Give all of the records again precisely, excluding whatever pictures they contain.
-------- Provided records
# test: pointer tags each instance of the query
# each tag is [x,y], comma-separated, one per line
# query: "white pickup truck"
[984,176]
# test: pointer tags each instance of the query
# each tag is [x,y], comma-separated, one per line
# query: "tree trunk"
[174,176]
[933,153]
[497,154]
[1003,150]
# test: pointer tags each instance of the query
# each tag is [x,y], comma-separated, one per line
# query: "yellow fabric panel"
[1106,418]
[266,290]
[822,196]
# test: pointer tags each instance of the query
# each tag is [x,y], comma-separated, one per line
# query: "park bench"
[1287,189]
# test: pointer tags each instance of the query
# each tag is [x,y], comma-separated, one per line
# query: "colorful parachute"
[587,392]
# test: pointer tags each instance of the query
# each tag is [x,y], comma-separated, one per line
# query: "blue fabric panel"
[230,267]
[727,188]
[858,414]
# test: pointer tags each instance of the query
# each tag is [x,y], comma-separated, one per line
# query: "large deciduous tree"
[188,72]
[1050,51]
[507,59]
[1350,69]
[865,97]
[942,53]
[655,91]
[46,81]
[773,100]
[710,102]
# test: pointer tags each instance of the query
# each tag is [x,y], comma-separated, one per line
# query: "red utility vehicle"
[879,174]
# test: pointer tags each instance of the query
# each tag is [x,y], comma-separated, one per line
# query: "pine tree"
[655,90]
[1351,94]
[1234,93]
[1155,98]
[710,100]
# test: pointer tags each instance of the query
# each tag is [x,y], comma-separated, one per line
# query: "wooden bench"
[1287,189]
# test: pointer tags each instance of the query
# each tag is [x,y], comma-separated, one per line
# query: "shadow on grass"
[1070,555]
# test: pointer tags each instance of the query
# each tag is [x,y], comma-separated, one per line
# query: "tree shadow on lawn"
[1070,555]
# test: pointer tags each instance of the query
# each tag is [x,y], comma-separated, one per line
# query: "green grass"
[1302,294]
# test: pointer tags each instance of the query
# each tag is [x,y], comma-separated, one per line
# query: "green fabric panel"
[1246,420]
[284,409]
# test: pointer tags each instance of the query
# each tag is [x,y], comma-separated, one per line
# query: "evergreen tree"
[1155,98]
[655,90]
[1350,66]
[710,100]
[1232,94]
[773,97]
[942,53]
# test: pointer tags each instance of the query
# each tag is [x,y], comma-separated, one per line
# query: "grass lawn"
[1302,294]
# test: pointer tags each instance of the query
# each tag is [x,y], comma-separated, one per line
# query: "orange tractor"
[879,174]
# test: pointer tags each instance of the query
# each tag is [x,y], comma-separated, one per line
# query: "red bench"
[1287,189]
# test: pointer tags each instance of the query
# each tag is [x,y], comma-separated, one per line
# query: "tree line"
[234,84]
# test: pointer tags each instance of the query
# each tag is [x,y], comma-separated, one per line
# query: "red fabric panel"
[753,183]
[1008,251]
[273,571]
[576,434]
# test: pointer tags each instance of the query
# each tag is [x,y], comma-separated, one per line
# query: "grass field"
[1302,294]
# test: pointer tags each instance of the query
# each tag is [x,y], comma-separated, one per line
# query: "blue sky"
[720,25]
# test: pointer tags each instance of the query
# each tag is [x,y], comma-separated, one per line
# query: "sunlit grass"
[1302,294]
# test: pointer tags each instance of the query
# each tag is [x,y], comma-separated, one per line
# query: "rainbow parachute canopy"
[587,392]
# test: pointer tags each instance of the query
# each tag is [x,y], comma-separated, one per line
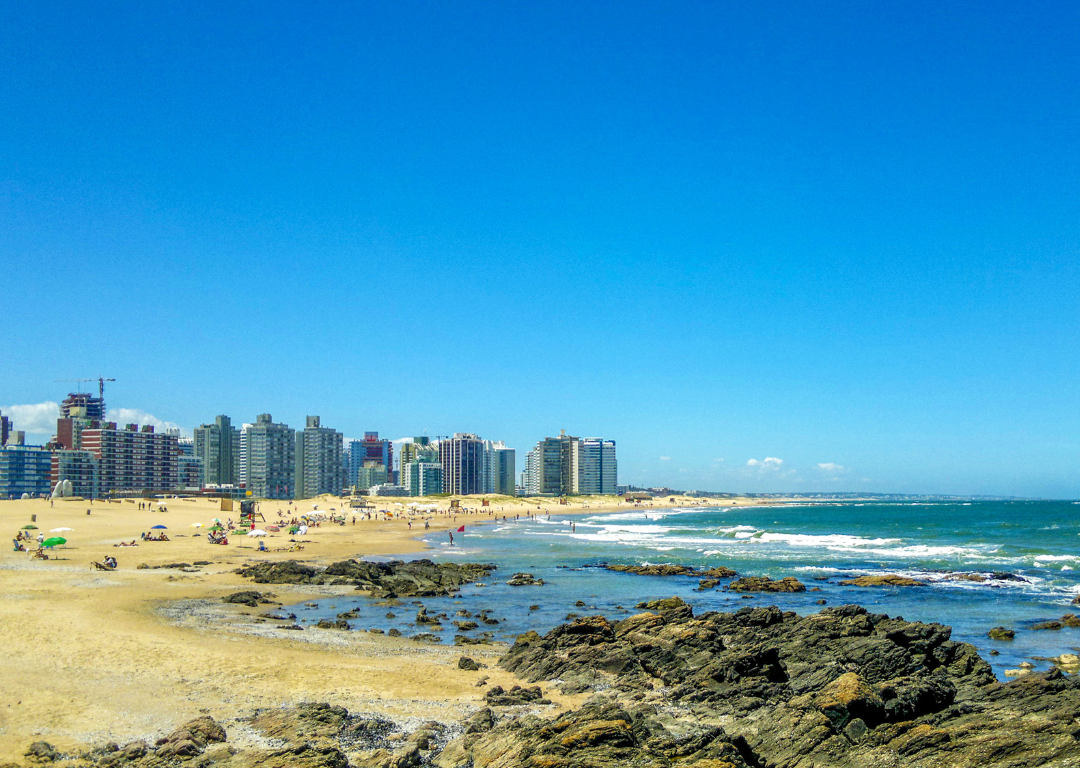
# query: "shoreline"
[117,670]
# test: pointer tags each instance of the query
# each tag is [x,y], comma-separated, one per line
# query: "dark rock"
[839,688]
[764,583]
[599,735]
[419,578]
[327,624]
[514,697]
[887,580]
[1048,625]
[524,580]
[42,752]
[248,597]
[673,569]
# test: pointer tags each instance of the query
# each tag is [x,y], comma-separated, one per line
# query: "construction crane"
[100,383]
----------------
Task result —
# test: pointer tags each instance of the query
# each tag is [x,y], comma-separated, one per line
# query: "white pickup truck"
[984,176]
# test: pointer tags each instance of the query
# each tag is [x,y], comma-separated, one per line
# query: "tree trunk"
[174,176]
[933,153]
[497,154]
[1003,150]
# test: pointer tags each instance of the query
# each tag is [x,y], comma-separated, one per line
# query: "yellow fabric panel"
[1106,418]
[266,290]
[822,196]
# test: pointer tags each instance of the query
# each tag is [x,y], comma-separated, one per line
# query: "park bench"
[1287,189]
# test: pointer tags each instance of the query
# each tag is [x,y], comma-separated, one per line
# query: "colorful parachute"
[587,392]
# test: pointer tags each instance of the query
# each tag is [x,y], comma-separated, one per line
# query: "blue fabric panel"
[230,267]
[727,188]
[858,414]
# test: pointer tags each instance of the query
# each tag is [x,y], comma-separated, one per line
# query: "large deciduous tree"
[188,72]
[1050,51]
[507,59]
[1350,69]
[865,97]
[942,53]
[655,91]
[46,81]
[773,100]
[710,102]
# test: pointer tags each instance of the query
# each tag is [x,y], comma-separated, one per line
# query: "red utility vehicle"
[879,174]
# test: pointer tags each instance of the query
# each tag is [x,y], comma-separated, one per line
# query: "pine tree"
[655,90]
[1351,94]
[1234,93]
[1155,98]
[710,100]
# test: pointer tags each instance of the query
# each tag is [x,y], comma-separated, one per line
# query: "wooden bench"
[1287,189]
# test: pointer tags each instance of the query
# each tag is [x,y], comma-separated, one per line
# query: "shadow on grass"
[1070,555]
# test: pointer tags each instance of the query
# each tag is [x,y], comma-separated, one per line
# query: "tree shadow on lawn"
[1070,555]
# test: pointer tags each instance of the query
# each tag is [x,y], comma-separated, one per line
# query: "green grass"
[1302,294]
# test: pointer tags each instance of the query
# each tag is [x,y], comma-separated, one per line
# query: "green fabric panel"
[1246,420]
[284,409]
# test: pointer tags each instance of the query
# each tag is [x,y], comma-separated, one per line
# query: "evergreen tree"
[1155,98]
[655,90]
[1350,66]
[710,100]
[1232,94]
[773,97]
[942,53]
# test: pointer tags each instance of the query
# each tag is [x,y], comma-separated, one per line
# query: "grass lawn"
[1302,294]
# test: pointer tags each instance of the query
# each tag is [x,y], comma-separated, one per line
# query: "orange tractor"
[879,174]
# test: pointer tags each instance of the query
# each tag is [x,y], comma-separated, one per line
# query: "red bench"
[1287,189]
# test: pointer tags each instance of the query
# each tag is [x,y], comma-separated, one per line
# query: "tree line"
[234,84]
# test: pointer tags each instance of the query
# each tag is [x,y], comma-separated, one per line
# query: "red fabric panel"
[753,183]
[1008,251]
[273,571]
[576,434]
# test: pointer tags each instance of the query
# each tag is [x,y], comma-separated, one per line
# query: "grass field"
[1302,294]
# test: pointer tags each instance of the query
# each tag is [x,y], comma-separated, one per line
# query: "blue sky"
[720,25]
# test: pointer tags each instance of the query
# each tag is [x,y], comma-separated, one per line
# query: "sunlit grass"
[1302,294]
# test: pointer tags each instance of the query
# each tag is [x,y], comma-separated, one per line
# query: "rainbow parachute canopy"
[587,392]
# test: pointer tags each instance of the query
# each tag is [x,y], comma-separated, one per line
# query: "shoreline"
[117,670]
# test: pointer tags each instance of the query
# each tag is [x,y], comma-separated, one per line
# query: "dark rock"
[839,688]
[764,583]
[599,735]
[419,578]
[327,624]
[514,697]
[887,580]
[1048,625]
[524,580]
[42,752]
[248,597]
[673,569]
# test: pointer tags each instance of the query
# each tag is [x,y], comma-separated, one per line
# query: "construction crane"
[100,383]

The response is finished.